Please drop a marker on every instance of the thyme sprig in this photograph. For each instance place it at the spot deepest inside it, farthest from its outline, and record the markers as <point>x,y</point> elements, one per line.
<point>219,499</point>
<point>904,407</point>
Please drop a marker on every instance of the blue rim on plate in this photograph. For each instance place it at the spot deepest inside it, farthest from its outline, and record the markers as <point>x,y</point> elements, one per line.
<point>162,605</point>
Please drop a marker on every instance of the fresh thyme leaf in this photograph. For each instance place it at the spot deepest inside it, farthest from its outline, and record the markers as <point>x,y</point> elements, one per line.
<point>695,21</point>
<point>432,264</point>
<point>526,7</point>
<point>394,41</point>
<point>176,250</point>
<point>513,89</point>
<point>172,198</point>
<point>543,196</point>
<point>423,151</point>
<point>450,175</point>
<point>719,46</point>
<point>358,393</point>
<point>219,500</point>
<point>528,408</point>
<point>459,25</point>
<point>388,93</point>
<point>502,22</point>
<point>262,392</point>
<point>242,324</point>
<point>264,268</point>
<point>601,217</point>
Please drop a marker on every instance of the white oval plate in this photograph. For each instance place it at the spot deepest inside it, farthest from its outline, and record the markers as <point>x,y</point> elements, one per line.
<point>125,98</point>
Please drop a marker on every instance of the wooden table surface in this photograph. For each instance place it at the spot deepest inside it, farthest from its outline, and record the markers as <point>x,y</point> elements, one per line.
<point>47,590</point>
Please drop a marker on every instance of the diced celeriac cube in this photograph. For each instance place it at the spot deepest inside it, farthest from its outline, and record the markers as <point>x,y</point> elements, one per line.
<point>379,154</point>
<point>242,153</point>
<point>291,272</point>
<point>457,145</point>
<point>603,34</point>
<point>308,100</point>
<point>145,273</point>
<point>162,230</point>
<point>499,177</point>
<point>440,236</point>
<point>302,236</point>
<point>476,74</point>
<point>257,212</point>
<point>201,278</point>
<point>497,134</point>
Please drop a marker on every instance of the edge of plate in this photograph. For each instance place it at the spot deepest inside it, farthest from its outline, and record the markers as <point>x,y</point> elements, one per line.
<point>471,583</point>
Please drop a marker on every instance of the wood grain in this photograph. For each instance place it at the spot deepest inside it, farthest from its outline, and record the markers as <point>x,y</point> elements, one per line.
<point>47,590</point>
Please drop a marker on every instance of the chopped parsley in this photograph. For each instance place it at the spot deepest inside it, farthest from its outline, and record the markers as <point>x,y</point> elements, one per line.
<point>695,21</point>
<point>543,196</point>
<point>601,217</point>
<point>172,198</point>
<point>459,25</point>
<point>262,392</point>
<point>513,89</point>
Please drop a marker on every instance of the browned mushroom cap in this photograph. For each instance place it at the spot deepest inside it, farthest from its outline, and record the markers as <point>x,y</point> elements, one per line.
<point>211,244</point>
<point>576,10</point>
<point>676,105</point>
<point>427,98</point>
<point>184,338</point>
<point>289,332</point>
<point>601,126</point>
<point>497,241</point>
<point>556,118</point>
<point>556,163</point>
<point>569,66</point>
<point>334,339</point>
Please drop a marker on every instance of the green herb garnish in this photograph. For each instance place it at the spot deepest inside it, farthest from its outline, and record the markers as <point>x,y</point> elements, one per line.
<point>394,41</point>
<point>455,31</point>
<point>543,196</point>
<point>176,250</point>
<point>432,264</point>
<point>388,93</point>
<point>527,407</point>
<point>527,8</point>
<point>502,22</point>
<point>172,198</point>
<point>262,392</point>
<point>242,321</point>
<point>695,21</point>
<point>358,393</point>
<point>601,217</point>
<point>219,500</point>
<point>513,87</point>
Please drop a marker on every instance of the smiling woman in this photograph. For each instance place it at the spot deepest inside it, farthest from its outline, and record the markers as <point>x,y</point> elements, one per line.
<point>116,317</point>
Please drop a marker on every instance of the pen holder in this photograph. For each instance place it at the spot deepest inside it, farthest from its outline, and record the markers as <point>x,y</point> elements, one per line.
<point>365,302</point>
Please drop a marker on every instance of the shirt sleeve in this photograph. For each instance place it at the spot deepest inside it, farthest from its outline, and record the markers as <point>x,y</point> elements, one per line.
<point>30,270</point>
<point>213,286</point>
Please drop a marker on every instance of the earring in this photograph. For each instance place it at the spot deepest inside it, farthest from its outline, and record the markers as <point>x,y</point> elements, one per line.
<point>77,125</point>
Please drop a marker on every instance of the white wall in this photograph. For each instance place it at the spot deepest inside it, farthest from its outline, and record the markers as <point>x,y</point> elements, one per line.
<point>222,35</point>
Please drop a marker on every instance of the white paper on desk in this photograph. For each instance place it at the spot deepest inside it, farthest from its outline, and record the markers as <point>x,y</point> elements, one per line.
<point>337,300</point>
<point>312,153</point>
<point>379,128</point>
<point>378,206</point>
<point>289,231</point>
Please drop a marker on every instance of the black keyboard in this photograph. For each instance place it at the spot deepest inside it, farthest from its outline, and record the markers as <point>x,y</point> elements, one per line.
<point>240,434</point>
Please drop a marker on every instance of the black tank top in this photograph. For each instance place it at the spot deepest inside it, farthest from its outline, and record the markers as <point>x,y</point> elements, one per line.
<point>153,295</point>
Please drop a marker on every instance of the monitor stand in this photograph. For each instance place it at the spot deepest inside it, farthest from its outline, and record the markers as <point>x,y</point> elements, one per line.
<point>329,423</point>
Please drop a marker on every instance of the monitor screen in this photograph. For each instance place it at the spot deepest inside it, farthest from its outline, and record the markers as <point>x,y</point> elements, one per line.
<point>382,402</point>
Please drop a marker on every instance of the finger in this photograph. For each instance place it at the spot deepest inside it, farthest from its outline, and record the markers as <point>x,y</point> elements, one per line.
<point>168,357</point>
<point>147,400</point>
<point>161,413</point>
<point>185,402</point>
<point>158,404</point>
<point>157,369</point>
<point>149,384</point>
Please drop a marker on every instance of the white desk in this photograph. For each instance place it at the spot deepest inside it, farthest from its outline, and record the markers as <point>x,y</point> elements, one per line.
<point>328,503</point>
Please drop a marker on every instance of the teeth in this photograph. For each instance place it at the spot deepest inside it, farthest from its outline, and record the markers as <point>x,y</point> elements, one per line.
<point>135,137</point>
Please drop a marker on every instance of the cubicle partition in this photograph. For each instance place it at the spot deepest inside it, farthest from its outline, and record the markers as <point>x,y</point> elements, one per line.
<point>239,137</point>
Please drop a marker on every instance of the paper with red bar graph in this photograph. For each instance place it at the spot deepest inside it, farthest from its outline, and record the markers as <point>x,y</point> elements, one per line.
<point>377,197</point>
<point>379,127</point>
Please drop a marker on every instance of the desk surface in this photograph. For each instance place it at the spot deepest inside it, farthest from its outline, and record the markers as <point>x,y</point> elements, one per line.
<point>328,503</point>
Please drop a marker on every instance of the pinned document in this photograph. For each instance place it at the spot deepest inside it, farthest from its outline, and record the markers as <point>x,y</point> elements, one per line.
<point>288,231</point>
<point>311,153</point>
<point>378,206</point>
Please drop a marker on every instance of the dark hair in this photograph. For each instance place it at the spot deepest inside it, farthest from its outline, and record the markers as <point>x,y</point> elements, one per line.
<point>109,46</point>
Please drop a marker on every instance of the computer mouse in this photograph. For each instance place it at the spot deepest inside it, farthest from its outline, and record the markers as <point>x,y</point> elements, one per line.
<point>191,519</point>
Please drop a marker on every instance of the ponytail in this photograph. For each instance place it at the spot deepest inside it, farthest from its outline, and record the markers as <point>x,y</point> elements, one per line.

......

● Problem requirements:
In full and without edits, return the listing.

● Exercise answer:
Please drop a marker on every instance of the thyme sprig in this photograph. For each instance place it at the spot deepest inside it, farthest from its outline, and record the markers as <point>x,y</point> elements, one per line.
<point>219,499</point>
<point>904,407</point>
Please drop a marker on every instance of the blue rim on plate in this photograph. For each instance place it at the spot deepest inside it, farthest from its outline, and record the markers as <point>x,y</point> elements, one per line.
<point>162,605</point>
Please drop a marker on every instance of the fresh thyme leaf in this photograph. For each instance place it at the spot deepest inside it, farthest from its outline, and record the markers as <point>x,y</point> elements, one per line.
<point>695,21</point>
<point>432,264</point>
<point>526,7</point>
<point>394,41</point>
<point>176,250</point>
<point>513,89</point>
<point>172,198</point>
<point>543,196</point>
<point>423,151</point>
<point>450,175</point>
<point>719,46</point>
<point>358,393</point>
<point>219,500</point>
<point>528,408</point>
<point>459,25</point>
<point>388,93</point>
<point>502,22</point>
<point>262,392</point>
<point>242,324</point>
<point>264,268</point>
<point>601,217</point>
Please drop a marker on every instance of the white oval plate in this photograph. For each instance place it at the spot deepest inside it, farthest from its outline, and record the markers as <point>x,y</point> elements, one per line.
<point>125,98</point>
Please drop a marker on every instance of the wooden table surface in this photograph. For each instance place it at the spot deepest inside it, farthest from its outline, and record the markers as <point>x,y</point> elements, one per line.
<point>47,590</point>
Please drop a marker on every instance of the diced celeriac cube in this photograph. For each instance place it at the spot deepest inside it, farthest from its outline, and record the markers as <point>x,y</point> elements, one per line.
<point>379,154</point>
<point>242,153</point>
<point>291,272</point>
<point>457,145</point>
<point>603,34</point>
<point>308,100</point>
<point>145,273</point>
<point>162,230</point>
<point>499,177</point>
<point>440,236</point>
<point>302,236</point>
<point>476,74</point>
<point>257,212</point>
<point>201,278</point>
<point>497,134</point>
Please drop a marker on every instance of the edge of plate in this photograph. For each instance place it at the spot deepest inside it, farthest from its outline, and record the markers as <point>x,y</point> elements, one per line.
<point>471,583</point>
Please drop a marker on every instance of the wood grain in this photograph. For each instance place it at the spot deepest inside it, farthest from its outline, and record the markers as <point>x,y</point> elements, one per line.
<point>47,590</point>
Please drop a marker on every instance of the chopped parsley in this photograph. For each instance place it at the spot deepest inside it, farthest from its outline, and record the markers as <point>x,y</point> elements, one per line.
<point>695,21</point>
<point>543,196</point>
<point>601,217</point>
<point>172,198</point>
<point>459,25</point>
<point>262,392</point>
<point>513,89</point>
Please drop a marker on every instance of the browned mushroom cap in this photograph. For each instance place it at the spot deepest inside it, farthest from its outline, and record the markers as <point>x,y</point> elements, one per line.
<point>211,244</point>
<point>576,10</point>
<point>676,105</point>
<point>427,98</point>
<point>184,338</point>
<point>289,332</point>
<point>601,126</point>
<point>497,241</point>
<point>556,118</point>
<point>556,163</point>
<point>569,66</point>
<point>334,339</point>
Please drop a marker on every instance of the green herb garnish in this photograph. For each instance place it at the spot deepest inside it, farthest from its outline, and record the markers as <point>x,y</point> elements, one per line.
<point>394,41</point>
<point>455,31</point>
<point>543,196</point>
<point>176,250</point>
<point>432,264</point>
<point>388,93</point>
<point>527,407</point>
<point>527,8</point>
<point>502,22</point>
<point>172,198</point>
<point>262,392</point>
<point>242,321</point>
<point>695,21</point>
<point>358,393</point>
<point>601,217</point>
<point>219,500</point>
<point>513,87</point>
Please drop a marker on every instance of the smiling woman in this photograph. For each instance place it at the spot deepest inside it, farthest from its outline, and record the markers as <point>x,y</point> elements, one per line.
<point>116,317</point>
Please drop a marker on every instance of the pen holder in this photograph. For each instance place it at the spot deepest inside it, farthest from its outline, and record the markers as <point>x,y</point> elements, one per line.
<point>365,302</point>
Please drop a marker on every instance of the shirt sleeve in this photograph. For each instance place it at the spot deepest inside it, farthest from its outline, and record the markers as <point>x,y</point> elements, one per line.
<point>30,270</point>
<point>213,286</point>
Please drop a marker on every instance of the earring in this photograph. For each instance place it at the spot deepest inside it, farthest from its outline, and record the markers as <point>x,y</point> elements, one per line.
<point>77,125</point>
Please drop a marker on every instance of the white wall in this photograph. For each instance place it at the spot deepest inside it, farthest from its outline, and record the markers as <point>x,y</point> elements, one per line.
<point>222,35</point>
Please drop a marker on every instance of the white paper on desk in this photograph. For each instance place it at the spot deepest inside it, farthest from its outline, and record the markers as <point>x,y</point> elements, one per line.
<point>337,300</point>
<point>312,153</point>
<point>379,128</point>
<point>378,206</point>
<point>289,231</point>
Please drop a marker on every instance of the black keyboard in this photograph. For each instance place it at the spot deepest inside it, farthest from its outline, and record the markers as <point>x,y</point> elements, one per line.
<point>240,434</point>
Please drop a marker on every instance of the black tank top in this photograph. For each instance place it at the spot deepest inside it, farthest from its outline, and record the markers as <point>x,y</point> elements, one per line.
<point>153,295</point>
Please drop a marker on every instance of the monitor stand in this photograph. For each instance place it at the spot deepest inside it, farthest from its outline, and record the markers as <point>x,y</point> elements, one per line.
<point>329,423</point>
Please drop a marker on every instance of the monitor screen in this photograph. For each instance place it at the spot deepest inside it, farthest from its outline, and record the markers as <point>x,y</point> elements, one per line.
<point>382,402</point>
Please drop a marker on every instance of the finger in this photograph. For each instance place it at the spot deepest inside it, farthest from its outline, and record the markers as <point>x,y</point> elements, one per line.
<point>168,357</point>
<point>147,400</point>
<point>161,413</point>
<point>185,402</point>
<point>158,404</point>
<point>157,369</point>
<point>149,384</point>
Please drop a marker on every instance of the white desk in this photograph. For each instance place it at the spot deepest inside it, farthest from its outline, and record the markers as <point>x,y</point> elements, one per line.
<point>328,503</point>
Please drop a marker on every instance of the teeth in this photograph. For each instance place it at the spot deepest inside it, farthest from its outline, and record the markers as <point>x,y</point> elements, one per line.
<point>135,137</point>
Please drop a marker on every instance of the cubicle partition in this photograph. For each instance place it at the spot deepest inside it, farthest from its outline, and record the markers as <point>x,y</point> elements, one per line.
<point>239,137</point>
Please drop a marker on every instance of the paper with red bar graph in this photograph. For each instance place it at the spot deepest inside it, farthest from its outline, and record the markers as <point>x,y</point> elements, one per line.
<point>377,197</point>
<point>379,127</point>
Please drop a marker on every instance of the desk surface in this photograph. For each instance place it at the spot deepest inside it, farthest from its outline, and record the markers as <point>x,y</point> elements, one per line.
<point>328,503</point>
Please drop a marker on every instance of the pinned document in this photograph. For each instance place it at the spot deepest inside it, farthest from its outline, and record the markers as <point>x,y</point> elements, one per line.
<point>288,231</point>
<point>311,153</point>
<point>378,206</point>
Please drop a marker on every instance of the dark hair in this photograph. For each instance place it at the spot deepest inside it, farthest from its outline, and record the markers as <point>x,y</point> elements, one per line.
<point>109,46</point>
Please drop a marker on every instance of the computer mouse in this photograph. For each instance place it at the spot deepest inside it, farthest from its outline, and record the markers as <point>x,y</point> elements, one per line.
<point>191,519</point>
Please drop a marker on every instance of the ponytail in this photograph. For each instance place it at the spot deepest inside it, farthest from its outline, and record the markers as <point>x,y</point> elements, one per line.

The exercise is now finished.